+++ Vorliegender Text +++

Stephan Ziegler,
Dipl.-Rechtspfleger, Göppingen

Die Liste der GmbH-Gesellschafter -- ein Stiefkind im Registerwesen

Hinsichtlich der Gesellschafterlisten nach § 40 GmbHG gab es schon immer erhebliche Schwierigkeiten, insbesondere was den Zeitpunkt der Einreichung betrifft. Im Interesse des Ansehens der Registergerichte und aus Gründen der Rechtssicherheit sollen an dieser Stelle diese Probleme aufgezeigt werden, um ggf. Abhilfe zu schaffen.

Maßgebliche Vorschriften

Nach § 40 a. F. GmbHG hatte die Einreichung der Liste zu dem Zeitpunkt zu erfolgen, zu dem der Jahresabschluß zum Handelsregister einzureichen ist (dazu §§ 325, 326 HGB). Sind Veränderungen nicht eingetreten, genügte eine entsprechende Erklärung. Sachlich hatte die Liste dem Stand am Tage der Absendung zu entsprechen (allg. M.), auch bei verspäteter Absendung, dann aber unter zusätzlicher Angabe inzwischen eingetretener Veränderungen (Baumbach/Hueck, GmbHG, 15. Aufl., § 40 Rn. 7 m.w.N.; Rowedder/Koppensteiner, GmbHG, 3. Aufl., § 40 Rn. 4 m.w.N.).

+++

:: Aufgaben ::
a) Erläutere in ein bis drei Sätzen, aus welchen Gründen der Text über die Liste der GmbH-Gesellschafter die Schwierigkeiten mit den Gesellschafterlisten aufzeigt.
b) Nenne alle Paragraphen aus GmbHG und HGB, auf die der Text über die Liste der GmbH-Gesellschafter verweist. Die Randnummern der zitierten Kommentare zählen dabei nicht.
c) Führe den Text über die Liste der GmbH-Gesellschafter im Anschluss an seinen letzten Satz fort.

+++ Ausgelesenes Material +++

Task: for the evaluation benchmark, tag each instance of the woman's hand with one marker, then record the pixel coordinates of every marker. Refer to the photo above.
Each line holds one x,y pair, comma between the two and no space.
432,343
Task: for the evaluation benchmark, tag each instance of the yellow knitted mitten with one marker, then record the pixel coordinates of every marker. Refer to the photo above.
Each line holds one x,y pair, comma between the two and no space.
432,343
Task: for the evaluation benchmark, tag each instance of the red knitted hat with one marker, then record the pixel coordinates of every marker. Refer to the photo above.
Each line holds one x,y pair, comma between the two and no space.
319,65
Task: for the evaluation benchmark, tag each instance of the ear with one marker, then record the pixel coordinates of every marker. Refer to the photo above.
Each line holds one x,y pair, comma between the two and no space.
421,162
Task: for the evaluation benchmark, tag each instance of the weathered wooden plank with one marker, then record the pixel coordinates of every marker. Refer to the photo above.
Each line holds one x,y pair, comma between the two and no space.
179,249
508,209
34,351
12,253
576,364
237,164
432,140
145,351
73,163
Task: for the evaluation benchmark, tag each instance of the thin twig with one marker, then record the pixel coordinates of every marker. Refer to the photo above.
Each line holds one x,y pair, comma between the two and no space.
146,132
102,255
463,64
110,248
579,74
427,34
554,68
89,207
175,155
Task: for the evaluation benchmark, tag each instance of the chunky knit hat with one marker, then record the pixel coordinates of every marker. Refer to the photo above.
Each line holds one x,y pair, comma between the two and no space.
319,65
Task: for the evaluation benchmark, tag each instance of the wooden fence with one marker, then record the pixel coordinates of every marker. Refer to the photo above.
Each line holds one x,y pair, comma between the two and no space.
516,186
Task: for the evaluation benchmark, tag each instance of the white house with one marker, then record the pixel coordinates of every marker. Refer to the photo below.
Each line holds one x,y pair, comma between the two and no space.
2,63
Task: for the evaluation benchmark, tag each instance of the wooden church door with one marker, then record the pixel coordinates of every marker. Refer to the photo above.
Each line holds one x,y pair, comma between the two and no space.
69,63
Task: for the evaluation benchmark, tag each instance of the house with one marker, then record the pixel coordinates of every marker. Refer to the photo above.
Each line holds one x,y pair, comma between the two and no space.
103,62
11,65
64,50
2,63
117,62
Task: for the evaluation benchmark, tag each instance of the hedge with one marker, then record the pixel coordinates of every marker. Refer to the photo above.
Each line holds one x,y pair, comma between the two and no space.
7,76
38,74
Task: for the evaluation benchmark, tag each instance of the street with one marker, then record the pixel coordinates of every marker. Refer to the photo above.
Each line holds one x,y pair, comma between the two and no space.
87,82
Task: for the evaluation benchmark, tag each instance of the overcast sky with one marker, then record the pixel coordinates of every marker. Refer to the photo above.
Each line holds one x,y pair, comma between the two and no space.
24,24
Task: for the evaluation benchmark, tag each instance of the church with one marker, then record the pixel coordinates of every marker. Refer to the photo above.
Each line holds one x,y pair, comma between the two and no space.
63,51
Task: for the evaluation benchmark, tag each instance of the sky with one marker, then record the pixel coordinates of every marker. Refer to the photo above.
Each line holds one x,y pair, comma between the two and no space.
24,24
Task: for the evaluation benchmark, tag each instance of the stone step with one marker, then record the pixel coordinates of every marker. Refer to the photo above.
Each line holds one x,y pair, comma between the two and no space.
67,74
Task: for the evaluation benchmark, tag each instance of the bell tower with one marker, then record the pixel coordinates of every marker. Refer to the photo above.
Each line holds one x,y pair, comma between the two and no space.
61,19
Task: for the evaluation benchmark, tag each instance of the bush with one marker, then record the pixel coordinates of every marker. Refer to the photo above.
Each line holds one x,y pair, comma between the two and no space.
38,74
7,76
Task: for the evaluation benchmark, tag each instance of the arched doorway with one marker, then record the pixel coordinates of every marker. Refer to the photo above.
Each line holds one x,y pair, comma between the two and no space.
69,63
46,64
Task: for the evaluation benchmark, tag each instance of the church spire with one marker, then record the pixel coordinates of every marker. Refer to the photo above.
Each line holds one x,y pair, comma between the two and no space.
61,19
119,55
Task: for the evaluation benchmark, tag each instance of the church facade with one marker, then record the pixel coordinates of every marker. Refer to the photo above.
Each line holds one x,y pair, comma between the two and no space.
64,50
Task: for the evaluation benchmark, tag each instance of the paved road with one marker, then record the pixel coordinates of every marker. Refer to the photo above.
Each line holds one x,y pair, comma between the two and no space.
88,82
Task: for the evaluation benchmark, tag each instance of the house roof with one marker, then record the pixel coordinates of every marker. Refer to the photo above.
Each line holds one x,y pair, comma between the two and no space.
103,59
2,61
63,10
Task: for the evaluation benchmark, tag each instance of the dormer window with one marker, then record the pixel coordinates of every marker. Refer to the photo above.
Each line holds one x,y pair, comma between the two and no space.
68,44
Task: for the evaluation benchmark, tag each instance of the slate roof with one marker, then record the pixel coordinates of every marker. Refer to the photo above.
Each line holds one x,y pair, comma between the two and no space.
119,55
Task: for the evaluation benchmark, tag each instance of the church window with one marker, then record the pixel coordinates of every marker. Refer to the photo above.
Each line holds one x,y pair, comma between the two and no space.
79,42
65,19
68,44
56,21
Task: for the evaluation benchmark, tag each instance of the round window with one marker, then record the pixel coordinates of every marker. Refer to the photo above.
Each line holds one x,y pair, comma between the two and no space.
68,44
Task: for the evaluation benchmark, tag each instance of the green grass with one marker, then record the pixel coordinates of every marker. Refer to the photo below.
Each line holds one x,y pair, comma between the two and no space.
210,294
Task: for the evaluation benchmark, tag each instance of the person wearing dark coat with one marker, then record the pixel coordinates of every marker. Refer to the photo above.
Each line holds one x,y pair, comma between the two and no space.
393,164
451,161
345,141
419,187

+++
+++ Ausgelesenes Material +++

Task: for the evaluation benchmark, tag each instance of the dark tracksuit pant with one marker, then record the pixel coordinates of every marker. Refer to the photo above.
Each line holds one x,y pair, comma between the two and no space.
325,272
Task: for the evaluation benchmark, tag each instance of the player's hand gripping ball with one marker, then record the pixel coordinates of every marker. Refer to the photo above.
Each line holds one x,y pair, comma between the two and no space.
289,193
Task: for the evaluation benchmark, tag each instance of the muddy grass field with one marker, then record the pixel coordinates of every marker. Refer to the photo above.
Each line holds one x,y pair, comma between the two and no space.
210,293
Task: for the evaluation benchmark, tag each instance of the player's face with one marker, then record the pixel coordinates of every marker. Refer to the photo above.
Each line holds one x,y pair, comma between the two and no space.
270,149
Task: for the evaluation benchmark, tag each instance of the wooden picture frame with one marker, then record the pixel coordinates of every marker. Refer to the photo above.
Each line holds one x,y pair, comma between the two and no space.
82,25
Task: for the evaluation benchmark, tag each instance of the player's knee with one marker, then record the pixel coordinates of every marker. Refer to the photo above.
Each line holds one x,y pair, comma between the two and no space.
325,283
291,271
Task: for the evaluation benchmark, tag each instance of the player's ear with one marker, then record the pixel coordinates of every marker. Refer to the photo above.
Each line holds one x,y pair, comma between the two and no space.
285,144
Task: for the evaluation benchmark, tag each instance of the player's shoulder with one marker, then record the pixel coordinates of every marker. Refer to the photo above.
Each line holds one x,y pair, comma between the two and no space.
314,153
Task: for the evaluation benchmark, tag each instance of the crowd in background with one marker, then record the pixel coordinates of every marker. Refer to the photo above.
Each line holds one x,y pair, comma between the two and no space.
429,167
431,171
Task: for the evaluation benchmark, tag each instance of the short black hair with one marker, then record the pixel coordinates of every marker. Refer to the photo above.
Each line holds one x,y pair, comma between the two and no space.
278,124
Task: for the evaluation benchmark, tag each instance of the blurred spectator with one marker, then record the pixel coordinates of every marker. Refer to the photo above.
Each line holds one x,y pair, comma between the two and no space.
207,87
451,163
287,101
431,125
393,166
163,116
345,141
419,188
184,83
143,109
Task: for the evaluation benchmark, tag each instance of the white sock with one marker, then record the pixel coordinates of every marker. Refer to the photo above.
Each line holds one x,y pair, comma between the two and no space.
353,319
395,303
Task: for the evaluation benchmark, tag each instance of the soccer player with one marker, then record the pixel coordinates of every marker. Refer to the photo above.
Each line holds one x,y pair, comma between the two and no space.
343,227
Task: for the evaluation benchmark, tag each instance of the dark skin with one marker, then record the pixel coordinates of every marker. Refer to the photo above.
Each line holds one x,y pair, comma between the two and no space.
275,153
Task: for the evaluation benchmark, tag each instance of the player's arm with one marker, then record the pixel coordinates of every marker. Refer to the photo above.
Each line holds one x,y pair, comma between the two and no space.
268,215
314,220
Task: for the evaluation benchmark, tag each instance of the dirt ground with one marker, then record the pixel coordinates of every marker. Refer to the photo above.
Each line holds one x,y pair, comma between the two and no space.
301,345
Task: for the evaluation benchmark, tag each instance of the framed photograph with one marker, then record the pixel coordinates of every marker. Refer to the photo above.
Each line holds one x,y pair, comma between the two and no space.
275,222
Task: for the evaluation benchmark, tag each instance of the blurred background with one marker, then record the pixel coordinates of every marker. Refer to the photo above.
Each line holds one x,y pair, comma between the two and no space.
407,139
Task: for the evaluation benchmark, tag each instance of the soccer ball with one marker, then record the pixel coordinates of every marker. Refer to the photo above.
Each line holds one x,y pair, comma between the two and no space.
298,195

+++
+++ Ausgelesenes Material +++

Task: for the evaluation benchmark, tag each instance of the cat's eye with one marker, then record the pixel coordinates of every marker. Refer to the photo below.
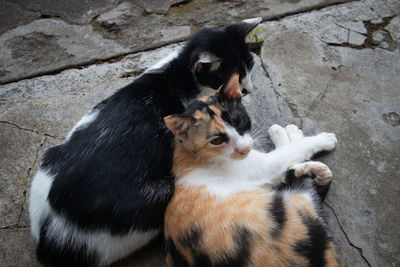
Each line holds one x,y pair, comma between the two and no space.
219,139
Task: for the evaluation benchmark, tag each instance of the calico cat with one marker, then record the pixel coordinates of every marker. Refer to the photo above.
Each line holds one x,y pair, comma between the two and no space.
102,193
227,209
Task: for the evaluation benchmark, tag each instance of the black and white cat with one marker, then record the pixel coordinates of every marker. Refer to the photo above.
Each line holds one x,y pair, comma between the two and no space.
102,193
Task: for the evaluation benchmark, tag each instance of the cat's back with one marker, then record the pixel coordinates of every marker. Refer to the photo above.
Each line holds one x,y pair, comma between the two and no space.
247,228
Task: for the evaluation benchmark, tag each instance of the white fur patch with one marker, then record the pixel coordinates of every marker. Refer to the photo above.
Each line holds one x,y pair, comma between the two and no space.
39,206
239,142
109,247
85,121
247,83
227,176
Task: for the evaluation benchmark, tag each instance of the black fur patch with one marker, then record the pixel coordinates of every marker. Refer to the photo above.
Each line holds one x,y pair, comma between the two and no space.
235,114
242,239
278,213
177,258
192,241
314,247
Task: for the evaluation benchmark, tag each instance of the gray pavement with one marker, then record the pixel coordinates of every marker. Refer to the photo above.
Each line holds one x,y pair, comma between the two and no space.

+++

:: Erwartete Ergebnisse ::
a) Die Schwierigkeiten werden im Interesse des Ansehens der Registergerichte und aus Gründen der Rechtssicherheit aufgezeigt. Damit soll gegebenenfalls Abhilfe geschaffen werden.

b) § 40 GmbHG, § 325 HGB, § 326 HGB

c)
Das Gebot des § 40 a. F. GmbHG war nach § 14 HGB durchsetzbar, auch wenn die Einreichung des Jahresabschlusses nur sehr eingeschränkt erzwungen werden konnte (Rowedder/Koppensteiner, GmbHG, 3. Aufl., § 40 Rn. 2; Baumbach/Hueck, GmbHG, 15. Aufl., § 40 Rn. 9 m.w.N.; Ziegler, Rpfl. 1987, 354).

Durch das Handelsrechtsreformgesetz v. 26.6.1998 (BGBl. I 1998, 1474) ist u.a. § 40 a. F. GmbHG mit Wirkung vom 1.1.1999 neu gefaßt worden. Danach haben die Geschäftsführer nach jeder Veränderung im Personenkreis der Gesellschafter oder aber der Höhe ihrer Beteiligungen eine von ihnen unterzeichnete (Gesamt-)Liste unter Angabe von Name, Vorname, Geburtsdatum, Wohnort und Stammeinlage(n) zum Handelsregister einzureichen (§ 40 Abs. 1 S. 1 GmbHG). Notare, die einen Vertrag nach § 15 Abs. 3 GmbHG (Abtretung von Geschäftsanteilen als dingliches Rechtsgeschäft) beurkunden, haben nur diese dem Registergericht anzuzeigen (§ 40 Abs. 1 S. 2 GmbHG). Dagegen besteht keine Pflicht zur Angabe aller Gesellschafter mit ihren Beteiligungen. Bei Pflichtverletzung der Geschäftsführer besteht Haftung für Gläubiger der Gesellschaft für den daraus entstehenden Schaden (§ 40 Abs. 2 GmbHG).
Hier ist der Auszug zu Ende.